==== Passage provided

Graph theory in Tcl

Richard Suchenwirth 2001-11-05 - Another weekend fun project, so don't blame me for an inaccuracy or two.. Graphs as in Graph theory (see also tcllib::graph; http://www.math.fau.edu/locke/graphthe.htm for a compact page of definitions and pointers) are defined as a tuple of: a set of nodes or "vertices" (which might be visualized as points on a canvas); a set of edges (e.g. lines between two points); and an incidence map that lists, for each edge, from and to which vertex it goes (they might be identical, forming a small "loop").

In Tcl, "everything is a string", so let's see how to describe a graph as a string most ergonomically (so it can be specified as a string constant, without the array bookkeeping used in Simple tree layout. The set of edges is completely contained in the incidence map, so we don't need it (except for parallel edges, we might need a distinguishing feature). The set of nodes is also found in the incidence map - except for singleton nodes that are reached by no edge. Let's start with naming edges after their start and end node, separated by a comma (as is done in incidence maps too), so

 A,B B,C C,A

describes a triangle with three nodes (A,B,C) and three edges, completely connecting the nodes. We also allow node names (like "A") in the graph description, and for singleton nodes, they're mandatory - othwise those nodes would get lost. Here's how to derive the node set from the graph description with a temporary array:

 proc nodes g {
     foreach i $g {
         foreach {from to} [split $i ,] break
         set t($from) .

========
==== Records shown

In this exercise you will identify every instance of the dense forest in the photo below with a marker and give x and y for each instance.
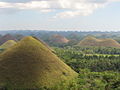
(98, 68)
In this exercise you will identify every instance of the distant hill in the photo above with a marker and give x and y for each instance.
(8, 44)
(6, 37)
(30, 64)
(92, 41)
(59, 39)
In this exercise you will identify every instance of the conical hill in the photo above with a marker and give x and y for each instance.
(30, 64)
(6, 37)
(8, 44)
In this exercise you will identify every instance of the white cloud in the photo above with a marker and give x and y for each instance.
(71, 7)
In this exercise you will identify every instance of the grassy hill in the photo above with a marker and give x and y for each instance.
(8, 44)
(59, 39)
(30, 64)
(92, 41)
(6, 37)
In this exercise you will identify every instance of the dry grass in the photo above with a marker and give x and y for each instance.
(8, 44)
(30, 64)
(59, 39)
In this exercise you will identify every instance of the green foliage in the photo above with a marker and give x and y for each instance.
(30, 64)
(76, 57)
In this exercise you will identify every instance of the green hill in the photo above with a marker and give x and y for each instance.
(92, 41)
(30, 64)
(8, 44)
(7, 37)
(59, 39)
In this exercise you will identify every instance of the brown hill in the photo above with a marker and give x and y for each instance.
(59, 39)
(8, 44)
(92, 41)
(6, 37)
(30, 64)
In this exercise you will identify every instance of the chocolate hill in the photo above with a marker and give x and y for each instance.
(92, 41)
(30, 64)
(6, 37)
(8, 44)
(59, 39)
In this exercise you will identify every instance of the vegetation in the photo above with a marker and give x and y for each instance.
(92, 41)
(30, 64)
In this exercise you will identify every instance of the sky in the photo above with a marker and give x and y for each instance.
(58, 15)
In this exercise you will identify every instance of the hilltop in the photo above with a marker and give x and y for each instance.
(6, 37)
(30, 64)
(59, 39)
(92, 41)
(8, 44)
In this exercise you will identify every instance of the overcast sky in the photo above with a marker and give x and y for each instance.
(82, 15)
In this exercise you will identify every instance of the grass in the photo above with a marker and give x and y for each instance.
(8, 44)
(30, 64)
(92, 41)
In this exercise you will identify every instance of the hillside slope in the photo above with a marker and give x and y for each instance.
(8, 44)
(30, 64)
(59, 39)
(92, 41)
(6, 37)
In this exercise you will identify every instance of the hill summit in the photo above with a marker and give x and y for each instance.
(30, 64)
(8, 44)
(6, 37)
(59, 39)
(92, 41)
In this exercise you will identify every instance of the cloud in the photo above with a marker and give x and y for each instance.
(67, 8)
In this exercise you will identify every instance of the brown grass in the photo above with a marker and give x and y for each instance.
(30, 64)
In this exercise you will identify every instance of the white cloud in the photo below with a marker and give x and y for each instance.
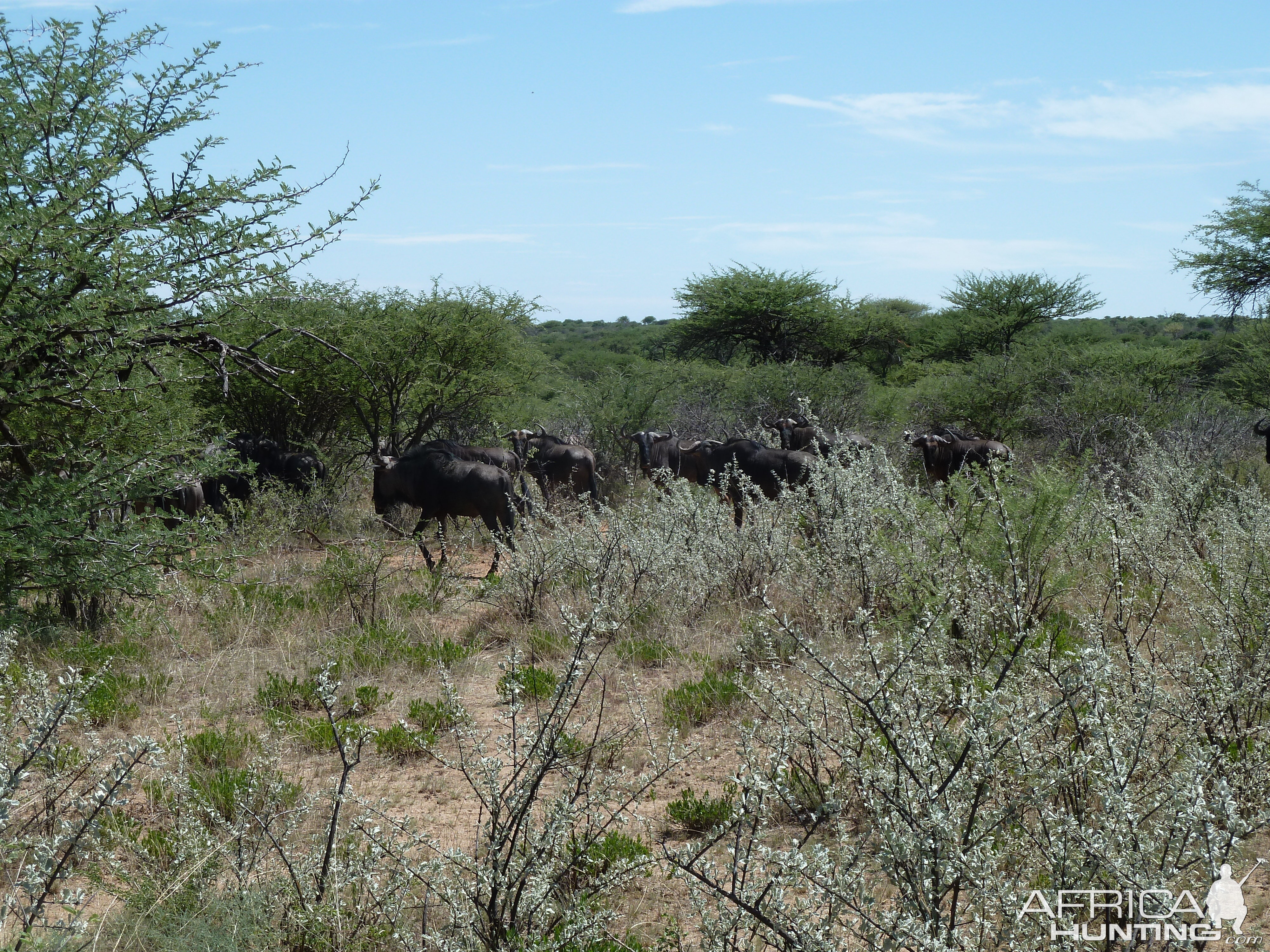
(664, 6)
(592, 167)
(751, 63)
(905, 114)
(457, 41)
(454, 239)
(890, 243)
(1144, 115)
(342, 26)
(1159, 114)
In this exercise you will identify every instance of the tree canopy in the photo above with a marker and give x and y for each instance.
(104, 261)
(993, 310)
(1234, 267)
(393, 365)
(754, 313)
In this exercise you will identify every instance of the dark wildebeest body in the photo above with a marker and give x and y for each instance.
(186, 499)
(298, 472)
(553, 463)
(770, 470)
(798, 433)
(233, 484)
(441, 486)
(491, 456)
(944, 456)
(660, 453)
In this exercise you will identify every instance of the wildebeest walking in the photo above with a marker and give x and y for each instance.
(798, 433)
(658, 455)
(491, 456)
(443, 486)
(299, 472)
(553, 463)
(770, 470)
(947, 455)
(187, 499)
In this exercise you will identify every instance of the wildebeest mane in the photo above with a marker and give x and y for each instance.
(421, 450)
(946, 431)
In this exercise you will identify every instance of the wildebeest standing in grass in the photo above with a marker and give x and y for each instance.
(443, 486)
(947, 455)
(660, 454)
(295, 470)
(187, 499)
(553, 463)
(798, 433)
(770, 470)
(491, 456)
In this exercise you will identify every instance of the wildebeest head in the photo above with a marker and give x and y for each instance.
(645, 440)
(521, 441)
(379, 492)
(784, 427)
(943, 456)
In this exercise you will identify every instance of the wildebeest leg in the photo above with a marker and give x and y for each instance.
(424, 545)
(501, 529)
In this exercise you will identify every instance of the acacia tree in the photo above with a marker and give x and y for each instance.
(755, 313)
(993, 310)
(104, 261)
(1234, 266)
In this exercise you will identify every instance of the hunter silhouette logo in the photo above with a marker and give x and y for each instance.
(1147, 915)
(1226, 899)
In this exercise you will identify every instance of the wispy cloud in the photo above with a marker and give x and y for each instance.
(1140, 115)
(1159, 114)
(453, 239)
(1164, 228)
(342, 26)
(900, 243)
(905, 115)
(664, 6)
(751, 63)
(591, 167)
(457, 41)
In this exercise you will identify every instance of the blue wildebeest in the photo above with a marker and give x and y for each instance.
(770, 470)
(947, 455)
(553, 463)
(443, 486)
(798, 433)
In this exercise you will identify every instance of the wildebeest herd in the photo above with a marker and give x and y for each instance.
(445, 479)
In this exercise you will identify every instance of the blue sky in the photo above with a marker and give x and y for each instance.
(595, 154)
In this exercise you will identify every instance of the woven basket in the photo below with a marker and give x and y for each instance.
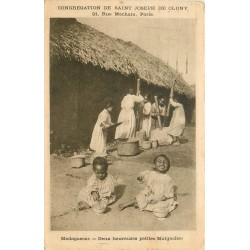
(128, 148)
(146, 144)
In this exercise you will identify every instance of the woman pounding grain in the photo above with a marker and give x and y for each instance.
(127, 116)
(177, 124)
(100, 133)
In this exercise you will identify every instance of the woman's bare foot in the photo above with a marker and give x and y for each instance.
(83, 206)
(121, 206)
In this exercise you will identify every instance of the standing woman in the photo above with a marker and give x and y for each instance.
(146, 122)
(99, 136)
(127, 116)
(177, 123)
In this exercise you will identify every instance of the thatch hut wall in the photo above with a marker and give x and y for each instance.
(78, 93)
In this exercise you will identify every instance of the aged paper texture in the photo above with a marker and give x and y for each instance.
(124, 125)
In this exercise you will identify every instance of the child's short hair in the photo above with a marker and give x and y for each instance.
(148, 96)
(161, 97)
(177, 98)
(100, 161)
(109, 104)
(162, 155)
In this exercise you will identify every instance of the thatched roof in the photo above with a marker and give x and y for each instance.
(71, 40)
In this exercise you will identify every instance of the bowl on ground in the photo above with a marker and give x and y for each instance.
(161, 213)
(99, 208)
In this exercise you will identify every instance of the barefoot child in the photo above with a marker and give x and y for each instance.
(100, 187)
(158, 192)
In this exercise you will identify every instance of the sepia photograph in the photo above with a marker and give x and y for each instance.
(122, 104)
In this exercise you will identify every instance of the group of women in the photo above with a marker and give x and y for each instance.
(127, 120)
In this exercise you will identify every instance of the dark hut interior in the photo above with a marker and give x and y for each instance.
(80, 86)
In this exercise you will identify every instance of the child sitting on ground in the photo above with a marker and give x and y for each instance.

========

Problems to solve →
1. From the Tcl graph theory page shown above the items, reproduce the stretch from "A,B B,C C,A" through "set t($from) .".
2. Condense the paragraph of the Tcl graph theory page that begins "In Tcl, "everything is a string"" into a short bulleted list that keeps its main facts.

Solutions to the exercise →
1.
A,B B,C C,A

describes a triangle with three nodes (A,B,C) and three edges, completely connecting the nodes. We also allow node names (like "A") in the graph description, and for singleton nodes, they're mandatory - othwise those nodes would get lost. Here's how to derive the node set from the graph description with a temporary array:

 proc nodes g {
     foreach i $g {
         foreach {from to} [split $i ,] break
         set t($from) .

2.
- Because everything in Tcl is a string, the goal is to describe a graph as a string in the most ergonomic way, so it can be given as a string constant without the array bookkeeping used in Simple tree layout.
- The incidence map fully contains the set of edges, so that set isn't needed, though parallel edges might need a distinguishing feature.
- The incidence map also contains the set of nodes, except for singleton nodes that no edge reaches.
- Edges are first named after their start and end nodes, separated by a comma, as in incidence maps.